*Data:*
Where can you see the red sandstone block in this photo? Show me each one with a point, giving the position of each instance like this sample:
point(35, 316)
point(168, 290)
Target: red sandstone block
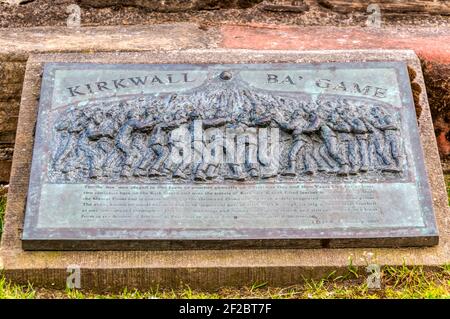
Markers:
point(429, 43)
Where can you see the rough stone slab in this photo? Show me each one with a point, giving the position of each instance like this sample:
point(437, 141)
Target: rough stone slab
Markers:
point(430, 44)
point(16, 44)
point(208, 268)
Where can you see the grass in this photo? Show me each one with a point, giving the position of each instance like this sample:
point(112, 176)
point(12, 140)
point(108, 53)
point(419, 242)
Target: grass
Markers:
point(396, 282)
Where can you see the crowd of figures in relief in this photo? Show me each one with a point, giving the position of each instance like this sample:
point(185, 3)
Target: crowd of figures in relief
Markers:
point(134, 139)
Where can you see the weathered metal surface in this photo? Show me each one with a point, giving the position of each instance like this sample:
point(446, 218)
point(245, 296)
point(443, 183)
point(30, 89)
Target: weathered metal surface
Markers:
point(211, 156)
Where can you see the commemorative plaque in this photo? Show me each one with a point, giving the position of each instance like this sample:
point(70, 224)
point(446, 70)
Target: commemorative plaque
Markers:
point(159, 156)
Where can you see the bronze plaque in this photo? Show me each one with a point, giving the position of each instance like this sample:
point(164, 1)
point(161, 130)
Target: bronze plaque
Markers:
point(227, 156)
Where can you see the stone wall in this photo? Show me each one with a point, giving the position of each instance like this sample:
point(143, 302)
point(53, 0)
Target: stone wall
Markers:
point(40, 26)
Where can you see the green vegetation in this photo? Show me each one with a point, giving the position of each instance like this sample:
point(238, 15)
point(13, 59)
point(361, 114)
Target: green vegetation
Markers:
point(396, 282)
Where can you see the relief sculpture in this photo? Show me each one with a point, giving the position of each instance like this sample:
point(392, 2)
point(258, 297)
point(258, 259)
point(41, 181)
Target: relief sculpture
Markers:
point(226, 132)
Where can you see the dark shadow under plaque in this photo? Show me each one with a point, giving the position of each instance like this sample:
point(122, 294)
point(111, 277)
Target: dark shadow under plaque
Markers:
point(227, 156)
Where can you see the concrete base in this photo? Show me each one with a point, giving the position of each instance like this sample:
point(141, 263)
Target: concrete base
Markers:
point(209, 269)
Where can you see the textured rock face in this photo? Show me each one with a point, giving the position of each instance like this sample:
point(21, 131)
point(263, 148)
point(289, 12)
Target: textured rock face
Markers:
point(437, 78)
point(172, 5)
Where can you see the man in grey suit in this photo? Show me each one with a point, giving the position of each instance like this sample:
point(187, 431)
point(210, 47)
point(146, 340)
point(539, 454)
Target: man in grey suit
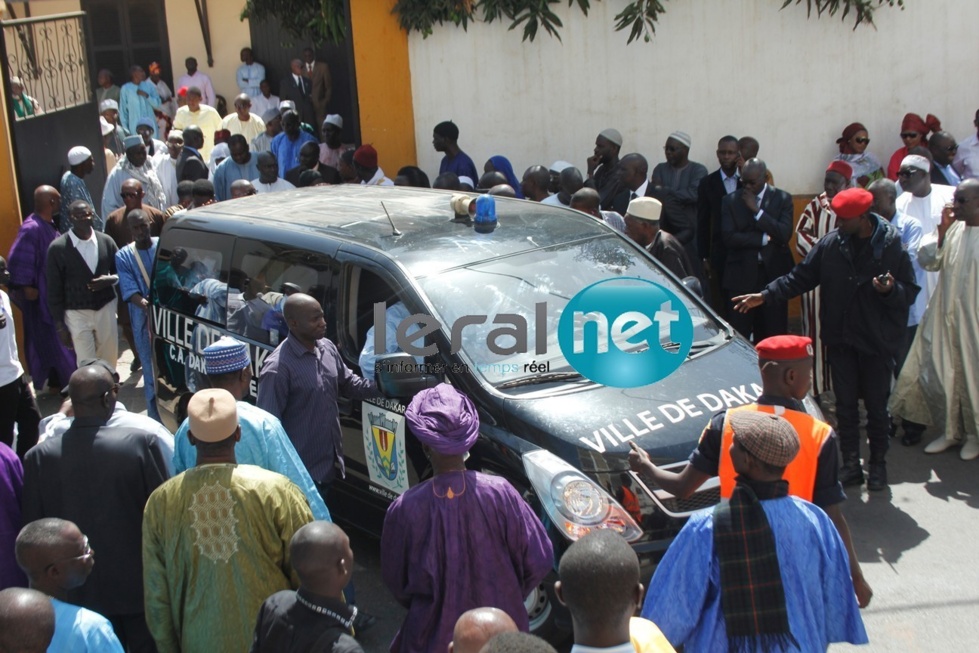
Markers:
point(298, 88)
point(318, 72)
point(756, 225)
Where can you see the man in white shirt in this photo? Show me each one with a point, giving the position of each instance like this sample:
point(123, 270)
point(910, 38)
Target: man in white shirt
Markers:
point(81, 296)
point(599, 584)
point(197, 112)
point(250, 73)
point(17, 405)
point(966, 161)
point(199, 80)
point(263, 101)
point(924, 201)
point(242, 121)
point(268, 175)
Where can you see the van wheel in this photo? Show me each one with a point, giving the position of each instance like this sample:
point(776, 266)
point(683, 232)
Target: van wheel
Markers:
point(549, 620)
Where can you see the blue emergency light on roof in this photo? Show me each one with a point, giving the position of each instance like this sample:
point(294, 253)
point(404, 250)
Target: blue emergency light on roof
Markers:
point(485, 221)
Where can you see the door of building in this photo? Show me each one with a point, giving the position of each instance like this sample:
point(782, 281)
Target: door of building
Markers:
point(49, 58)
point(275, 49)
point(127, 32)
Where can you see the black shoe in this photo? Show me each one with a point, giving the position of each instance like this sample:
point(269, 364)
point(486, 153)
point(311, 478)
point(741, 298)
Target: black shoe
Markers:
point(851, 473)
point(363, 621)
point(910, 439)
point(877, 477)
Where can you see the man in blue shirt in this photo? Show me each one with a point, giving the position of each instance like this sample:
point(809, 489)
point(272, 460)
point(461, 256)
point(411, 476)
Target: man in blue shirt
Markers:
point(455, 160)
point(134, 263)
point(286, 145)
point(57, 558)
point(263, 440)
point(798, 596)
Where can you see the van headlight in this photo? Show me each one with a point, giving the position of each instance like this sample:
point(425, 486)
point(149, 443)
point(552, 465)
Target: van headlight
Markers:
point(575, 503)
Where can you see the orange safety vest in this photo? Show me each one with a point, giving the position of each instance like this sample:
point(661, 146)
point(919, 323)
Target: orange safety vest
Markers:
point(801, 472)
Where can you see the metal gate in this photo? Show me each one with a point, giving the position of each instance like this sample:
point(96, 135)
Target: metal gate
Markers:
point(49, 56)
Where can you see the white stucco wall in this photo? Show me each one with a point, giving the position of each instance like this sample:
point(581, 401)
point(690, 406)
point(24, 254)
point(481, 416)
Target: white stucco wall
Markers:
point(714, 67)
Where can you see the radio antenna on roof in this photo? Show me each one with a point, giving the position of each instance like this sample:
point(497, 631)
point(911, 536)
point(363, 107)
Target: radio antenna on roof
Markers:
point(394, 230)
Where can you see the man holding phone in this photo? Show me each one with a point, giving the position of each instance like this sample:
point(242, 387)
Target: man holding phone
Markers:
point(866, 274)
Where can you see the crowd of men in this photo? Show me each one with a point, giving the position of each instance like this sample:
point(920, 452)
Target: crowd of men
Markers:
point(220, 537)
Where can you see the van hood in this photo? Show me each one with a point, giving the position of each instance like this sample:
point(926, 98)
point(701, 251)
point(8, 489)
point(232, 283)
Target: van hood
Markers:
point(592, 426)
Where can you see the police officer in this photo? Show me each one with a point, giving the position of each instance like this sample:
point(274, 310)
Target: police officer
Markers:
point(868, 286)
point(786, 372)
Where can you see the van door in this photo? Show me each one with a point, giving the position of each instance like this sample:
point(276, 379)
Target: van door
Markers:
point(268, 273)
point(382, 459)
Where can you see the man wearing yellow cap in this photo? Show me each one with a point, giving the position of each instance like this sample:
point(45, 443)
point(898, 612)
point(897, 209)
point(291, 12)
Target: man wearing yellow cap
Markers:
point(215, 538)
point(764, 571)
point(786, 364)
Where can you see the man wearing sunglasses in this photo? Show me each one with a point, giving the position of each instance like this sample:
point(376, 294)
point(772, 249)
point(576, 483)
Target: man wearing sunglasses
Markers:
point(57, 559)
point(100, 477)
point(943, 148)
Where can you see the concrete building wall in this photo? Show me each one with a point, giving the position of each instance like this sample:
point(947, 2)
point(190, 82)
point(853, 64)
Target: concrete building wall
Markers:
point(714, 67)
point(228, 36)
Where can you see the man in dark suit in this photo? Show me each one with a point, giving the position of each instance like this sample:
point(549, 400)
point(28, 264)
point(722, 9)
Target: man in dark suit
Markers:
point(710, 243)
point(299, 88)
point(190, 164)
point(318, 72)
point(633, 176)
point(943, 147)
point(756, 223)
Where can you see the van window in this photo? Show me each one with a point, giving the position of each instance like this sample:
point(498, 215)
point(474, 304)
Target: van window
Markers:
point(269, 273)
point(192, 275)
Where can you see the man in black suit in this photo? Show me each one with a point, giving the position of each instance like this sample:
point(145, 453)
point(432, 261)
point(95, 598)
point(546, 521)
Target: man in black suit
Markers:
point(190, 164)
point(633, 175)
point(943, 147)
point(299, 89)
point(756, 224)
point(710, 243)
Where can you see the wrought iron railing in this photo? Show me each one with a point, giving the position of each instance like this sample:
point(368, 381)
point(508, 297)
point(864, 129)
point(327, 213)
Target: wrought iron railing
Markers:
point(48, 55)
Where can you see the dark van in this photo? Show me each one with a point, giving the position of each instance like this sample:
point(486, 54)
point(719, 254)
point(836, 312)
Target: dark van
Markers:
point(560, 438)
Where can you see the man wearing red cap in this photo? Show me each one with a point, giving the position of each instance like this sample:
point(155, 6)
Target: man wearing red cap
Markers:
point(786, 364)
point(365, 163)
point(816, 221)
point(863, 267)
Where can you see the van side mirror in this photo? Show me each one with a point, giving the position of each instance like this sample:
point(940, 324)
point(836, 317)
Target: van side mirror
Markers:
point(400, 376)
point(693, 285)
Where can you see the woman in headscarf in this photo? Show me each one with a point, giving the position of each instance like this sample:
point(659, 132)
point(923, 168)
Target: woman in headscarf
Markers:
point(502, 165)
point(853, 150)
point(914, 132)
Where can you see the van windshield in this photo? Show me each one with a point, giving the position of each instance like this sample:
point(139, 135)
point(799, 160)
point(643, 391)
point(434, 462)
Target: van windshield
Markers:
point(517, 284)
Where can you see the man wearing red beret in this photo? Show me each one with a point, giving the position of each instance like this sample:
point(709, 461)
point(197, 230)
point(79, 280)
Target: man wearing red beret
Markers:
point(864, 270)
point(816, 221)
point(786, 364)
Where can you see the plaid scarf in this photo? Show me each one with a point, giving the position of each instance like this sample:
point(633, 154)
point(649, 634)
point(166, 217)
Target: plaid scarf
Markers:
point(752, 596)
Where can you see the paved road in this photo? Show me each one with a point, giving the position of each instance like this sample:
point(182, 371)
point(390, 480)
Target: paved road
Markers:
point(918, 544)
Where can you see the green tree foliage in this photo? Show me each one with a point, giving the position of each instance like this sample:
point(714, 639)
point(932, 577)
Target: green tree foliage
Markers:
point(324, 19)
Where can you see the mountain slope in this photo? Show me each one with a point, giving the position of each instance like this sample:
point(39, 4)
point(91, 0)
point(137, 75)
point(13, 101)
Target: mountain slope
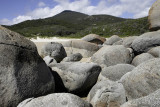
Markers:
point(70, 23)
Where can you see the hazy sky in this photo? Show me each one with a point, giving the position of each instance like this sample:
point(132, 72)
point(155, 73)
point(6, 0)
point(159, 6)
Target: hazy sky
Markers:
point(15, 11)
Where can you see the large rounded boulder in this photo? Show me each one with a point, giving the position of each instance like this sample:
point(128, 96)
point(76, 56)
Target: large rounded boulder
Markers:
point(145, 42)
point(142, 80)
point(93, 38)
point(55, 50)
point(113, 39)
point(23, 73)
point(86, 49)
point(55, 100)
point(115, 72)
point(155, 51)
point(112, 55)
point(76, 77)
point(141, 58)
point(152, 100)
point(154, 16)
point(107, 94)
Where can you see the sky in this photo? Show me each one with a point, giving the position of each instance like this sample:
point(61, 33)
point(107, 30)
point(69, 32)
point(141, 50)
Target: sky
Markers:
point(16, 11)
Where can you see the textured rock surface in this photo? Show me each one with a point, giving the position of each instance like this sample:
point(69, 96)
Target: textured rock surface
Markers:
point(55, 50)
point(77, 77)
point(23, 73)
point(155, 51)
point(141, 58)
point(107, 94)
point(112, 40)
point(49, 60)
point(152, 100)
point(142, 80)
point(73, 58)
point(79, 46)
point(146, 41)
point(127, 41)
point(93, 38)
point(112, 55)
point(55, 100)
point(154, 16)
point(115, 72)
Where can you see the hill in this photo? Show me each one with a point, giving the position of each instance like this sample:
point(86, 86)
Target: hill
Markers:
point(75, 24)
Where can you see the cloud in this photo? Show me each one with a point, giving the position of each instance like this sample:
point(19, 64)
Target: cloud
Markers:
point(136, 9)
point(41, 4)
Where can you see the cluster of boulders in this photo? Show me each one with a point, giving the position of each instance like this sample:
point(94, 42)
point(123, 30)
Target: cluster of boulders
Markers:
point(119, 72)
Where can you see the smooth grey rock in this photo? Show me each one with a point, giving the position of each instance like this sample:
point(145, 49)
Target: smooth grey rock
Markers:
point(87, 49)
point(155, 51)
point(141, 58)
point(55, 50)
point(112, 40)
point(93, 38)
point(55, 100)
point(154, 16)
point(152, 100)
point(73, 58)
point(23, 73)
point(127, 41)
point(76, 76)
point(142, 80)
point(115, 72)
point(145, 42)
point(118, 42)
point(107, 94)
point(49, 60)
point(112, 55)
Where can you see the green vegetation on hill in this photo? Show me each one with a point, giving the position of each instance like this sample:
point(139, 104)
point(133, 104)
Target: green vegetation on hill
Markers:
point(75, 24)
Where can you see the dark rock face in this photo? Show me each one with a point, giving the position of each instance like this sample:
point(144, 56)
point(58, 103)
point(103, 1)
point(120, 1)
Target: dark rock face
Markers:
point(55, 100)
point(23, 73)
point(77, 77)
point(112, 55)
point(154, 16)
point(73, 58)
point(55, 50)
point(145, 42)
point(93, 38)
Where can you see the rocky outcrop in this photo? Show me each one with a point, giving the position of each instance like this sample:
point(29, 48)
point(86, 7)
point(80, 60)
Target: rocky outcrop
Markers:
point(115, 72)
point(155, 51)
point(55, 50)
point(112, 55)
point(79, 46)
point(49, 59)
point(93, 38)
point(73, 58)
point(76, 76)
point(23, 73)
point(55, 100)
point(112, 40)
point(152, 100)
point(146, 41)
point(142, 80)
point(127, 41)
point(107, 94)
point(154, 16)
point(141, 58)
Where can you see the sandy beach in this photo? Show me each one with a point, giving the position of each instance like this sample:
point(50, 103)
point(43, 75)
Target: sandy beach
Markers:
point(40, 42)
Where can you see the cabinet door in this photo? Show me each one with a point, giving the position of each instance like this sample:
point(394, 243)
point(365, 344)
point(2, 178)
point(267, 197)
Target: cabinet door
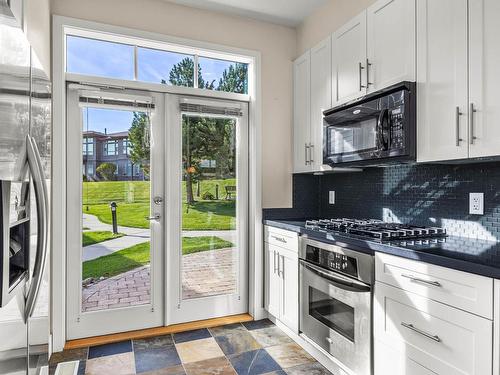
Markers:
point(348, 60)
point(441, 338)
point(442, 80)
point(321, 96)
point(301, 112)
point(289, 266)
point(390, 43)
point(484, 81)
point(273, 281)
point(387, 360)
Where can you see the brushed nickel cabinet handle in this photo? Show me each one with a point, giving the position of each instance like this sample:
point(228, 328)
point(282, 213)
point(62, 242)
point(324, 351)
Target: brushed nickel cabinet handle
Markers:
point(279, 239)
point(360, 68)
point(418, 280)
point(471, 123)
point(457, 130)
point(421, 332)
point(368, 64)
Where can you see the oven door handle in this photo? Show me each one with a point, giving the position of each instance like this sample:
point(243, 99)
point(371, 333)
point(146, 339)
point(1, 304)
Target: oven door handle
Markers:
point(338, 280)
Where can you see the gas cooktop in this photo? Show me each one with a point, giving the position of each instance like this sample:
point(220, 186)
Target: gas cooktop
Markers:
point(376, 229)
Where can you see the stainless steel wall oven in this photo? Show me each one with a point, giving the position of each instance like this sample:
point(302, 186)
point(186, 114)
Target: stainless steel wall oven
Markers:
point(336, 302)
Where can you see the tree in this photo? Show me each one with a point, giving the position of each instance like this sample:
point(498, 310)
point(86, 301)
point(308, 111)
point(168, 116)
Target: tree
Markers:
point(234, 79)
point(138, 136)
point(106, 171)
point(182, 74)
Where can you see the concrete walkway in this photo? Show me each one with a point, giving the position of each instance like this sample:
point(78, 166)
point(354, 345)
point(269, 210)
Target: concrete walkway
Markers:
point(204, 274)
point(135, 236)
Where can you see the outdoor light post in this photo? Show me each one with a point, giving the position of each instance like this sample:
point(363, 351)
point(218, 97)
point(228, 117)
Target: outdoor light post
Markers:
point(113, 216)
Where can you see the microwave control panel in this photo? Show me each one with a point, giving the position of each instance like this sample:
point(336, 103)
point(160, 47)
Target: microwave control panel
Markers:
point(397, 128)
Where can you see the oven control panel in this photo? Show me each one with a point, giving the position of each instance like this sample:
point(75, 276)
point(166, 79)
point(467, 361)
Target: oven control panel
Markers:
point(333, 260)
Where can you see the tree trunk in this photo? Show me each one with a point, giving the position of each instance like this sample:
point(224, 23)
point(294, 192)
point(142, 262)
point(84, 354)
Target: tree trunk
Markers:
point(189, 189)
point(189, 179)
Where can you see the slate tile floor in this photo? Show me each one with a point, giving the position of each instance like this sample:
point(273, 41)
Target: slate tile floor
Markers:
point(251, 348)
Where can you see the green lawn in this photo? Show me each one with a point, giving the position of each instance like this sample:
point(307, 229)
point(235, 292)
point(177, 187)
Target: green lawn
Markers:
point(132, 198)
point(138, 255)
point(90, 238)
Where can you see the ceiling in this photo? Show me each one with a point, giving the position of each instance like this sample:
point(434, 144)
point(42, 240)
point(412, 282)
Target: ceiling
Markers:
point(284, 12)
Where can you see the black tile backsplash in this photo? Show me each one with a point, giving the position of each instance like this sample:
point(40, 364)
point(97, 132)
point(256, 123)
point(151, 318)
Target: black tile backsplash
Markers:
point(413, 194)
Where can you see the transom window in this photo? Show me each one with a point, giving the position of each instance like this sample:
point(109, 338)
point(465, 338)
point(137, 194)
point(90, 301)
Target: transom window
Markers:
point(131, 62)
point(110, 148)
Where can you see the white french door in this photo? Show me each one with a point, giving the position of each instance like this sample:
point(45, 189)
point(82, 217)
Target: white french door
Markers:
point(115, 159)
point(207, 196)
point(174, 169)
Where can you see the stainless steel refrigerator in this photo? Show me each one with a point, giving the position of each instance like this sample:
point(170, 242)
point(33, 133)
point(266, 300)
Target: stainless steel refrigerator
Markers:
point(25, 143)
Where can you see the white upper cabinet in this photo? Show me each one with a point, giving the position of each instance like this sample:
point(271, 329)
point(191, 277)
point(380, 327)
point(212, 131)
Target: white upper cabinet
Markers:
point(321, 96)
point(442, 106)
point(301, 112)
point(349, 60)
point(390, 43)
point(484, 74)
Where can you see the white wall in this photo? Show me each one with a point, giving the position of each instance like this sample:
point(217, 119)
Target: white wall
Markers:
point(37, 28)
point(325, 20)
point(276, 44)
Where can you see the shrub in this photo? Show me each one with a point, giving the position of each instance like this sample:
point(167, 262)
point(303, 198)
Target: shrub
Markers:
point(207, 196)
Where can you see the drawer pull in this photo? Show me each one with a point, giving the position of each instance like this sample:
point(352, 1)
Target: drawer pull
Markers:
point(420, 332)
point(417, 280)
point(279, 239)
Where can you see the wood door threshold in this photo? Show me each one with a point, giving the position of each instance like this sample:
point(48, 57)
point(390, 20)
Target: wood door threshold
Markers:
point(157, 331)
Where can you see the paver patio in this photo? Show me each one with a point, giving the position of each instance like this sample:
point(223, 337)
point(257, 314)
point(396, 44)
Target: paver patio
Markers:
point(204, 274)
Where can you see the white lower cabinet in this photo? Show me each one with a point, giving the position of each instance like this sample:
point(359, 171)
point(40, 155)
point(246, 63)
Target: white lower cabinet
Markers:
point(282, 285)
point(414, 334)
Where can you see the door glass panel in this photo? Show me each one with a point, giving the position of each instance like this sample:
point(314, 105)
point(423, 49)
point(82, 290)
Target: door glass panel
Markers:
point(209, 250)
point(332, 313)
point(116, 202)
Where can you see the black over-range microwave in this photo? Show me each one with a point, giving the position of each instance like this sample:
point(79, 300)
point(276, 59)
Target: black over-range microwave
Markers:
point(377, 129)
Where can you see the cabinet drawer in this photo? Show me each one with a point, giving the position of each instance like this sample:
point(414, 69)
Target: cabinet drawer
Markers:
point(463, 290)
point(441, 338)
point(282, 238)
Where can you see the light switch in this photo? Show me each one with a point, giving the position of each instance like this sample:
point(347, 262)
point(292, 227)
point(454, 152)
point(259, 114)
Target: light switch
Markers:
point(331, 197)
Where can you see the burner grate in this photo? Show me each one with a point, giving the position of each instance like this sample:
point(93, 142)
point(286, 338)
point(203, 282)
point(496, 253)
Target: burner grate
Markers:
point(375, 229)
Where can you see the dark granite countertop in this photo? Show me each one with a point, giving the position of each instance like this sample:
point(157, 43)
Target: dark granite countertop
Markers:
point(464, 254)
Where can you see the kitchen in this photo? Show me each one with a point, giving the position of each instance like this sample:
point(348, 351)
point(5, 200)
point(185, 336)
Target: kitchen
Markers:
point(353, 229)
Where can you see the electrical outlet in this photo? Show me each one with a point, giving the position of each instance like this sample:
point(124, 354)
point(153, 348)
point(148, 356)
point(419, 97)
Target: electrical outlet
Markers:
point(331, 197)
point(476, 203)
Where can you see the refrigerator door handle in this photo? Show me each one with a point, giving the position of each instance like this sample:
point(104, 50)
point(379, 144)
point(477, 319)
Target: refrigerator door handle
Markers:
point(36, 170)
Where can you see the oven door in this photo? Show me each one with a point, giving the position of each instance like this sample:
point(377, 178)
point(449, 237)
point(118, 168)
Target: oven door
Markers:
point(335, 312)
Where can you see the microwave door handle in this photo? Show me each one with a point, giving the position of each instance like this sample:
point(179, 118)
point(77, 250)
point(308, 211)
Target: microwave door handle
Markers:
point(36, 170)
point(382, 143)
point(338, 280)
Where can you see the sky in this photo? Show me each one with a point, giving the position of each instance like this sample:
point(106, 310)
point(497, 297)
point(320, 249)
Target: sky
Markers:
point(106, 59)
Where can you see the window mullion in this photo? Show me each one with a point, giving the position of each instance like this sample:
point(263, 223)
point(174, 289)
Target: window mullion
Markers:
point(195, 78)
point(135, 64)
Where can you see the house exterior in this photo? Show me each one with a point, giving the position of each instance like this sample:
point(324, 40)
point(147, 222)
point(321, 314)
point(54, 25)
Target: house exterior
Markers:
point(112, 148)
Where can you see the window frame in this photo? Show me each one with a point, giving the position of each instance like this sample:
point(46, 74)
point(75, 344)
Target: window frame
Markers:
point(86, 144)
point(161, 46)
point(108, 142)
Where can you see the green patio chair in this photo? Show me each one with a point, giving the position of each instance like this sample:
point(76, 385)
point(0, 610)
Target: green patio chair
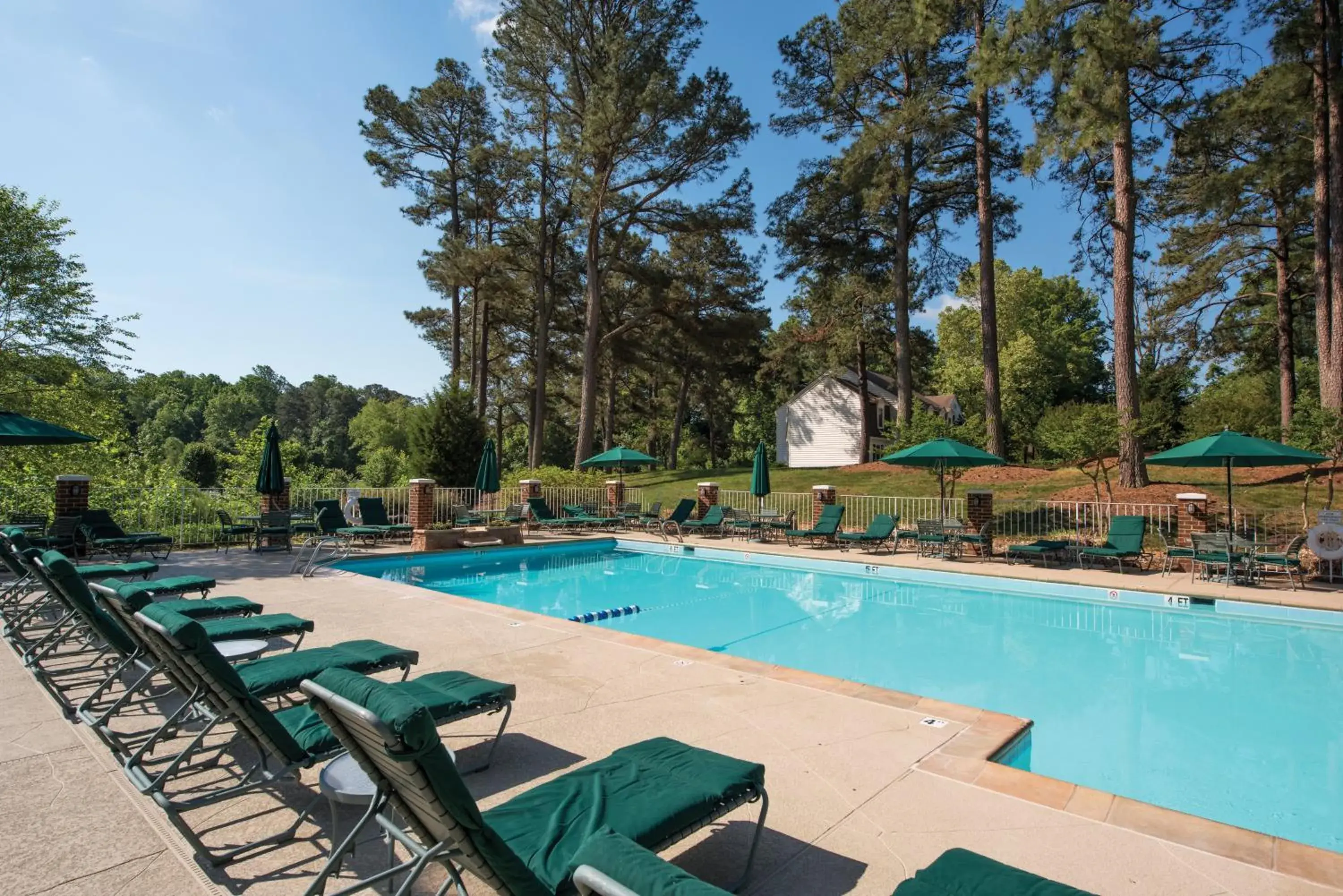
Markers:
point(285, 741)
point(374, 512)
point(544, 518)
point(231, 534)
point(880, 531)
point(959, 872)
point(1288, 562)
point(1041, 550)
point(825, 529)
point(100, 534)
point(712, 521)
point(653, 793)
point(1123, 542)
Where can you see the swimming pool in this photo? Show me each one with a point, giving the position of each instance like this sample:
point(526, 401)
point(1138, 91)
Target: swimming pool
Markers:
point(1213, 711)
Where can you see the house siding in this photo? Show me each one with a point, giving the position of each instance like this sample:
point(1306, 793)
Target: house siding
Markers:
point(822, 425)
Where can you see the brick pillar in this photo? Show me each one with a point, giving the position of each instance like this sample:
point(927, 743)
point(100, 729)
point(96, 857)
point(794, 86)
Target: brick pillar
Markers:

*Written exercise:*
Copy out the lines from the one containing "Where can you see the radio" through the one containing "point(394, 230)", inclusive, with no changes.

*Completed exercise:*
Where can you see the radio antenna on roof in this photo? Show me each one with a point, giving the position of each instance like this sample:
point(497, 631)
point(911, 536)
point(363, 107)
Target: radio antenna on roof
Markers:
point(394, 230)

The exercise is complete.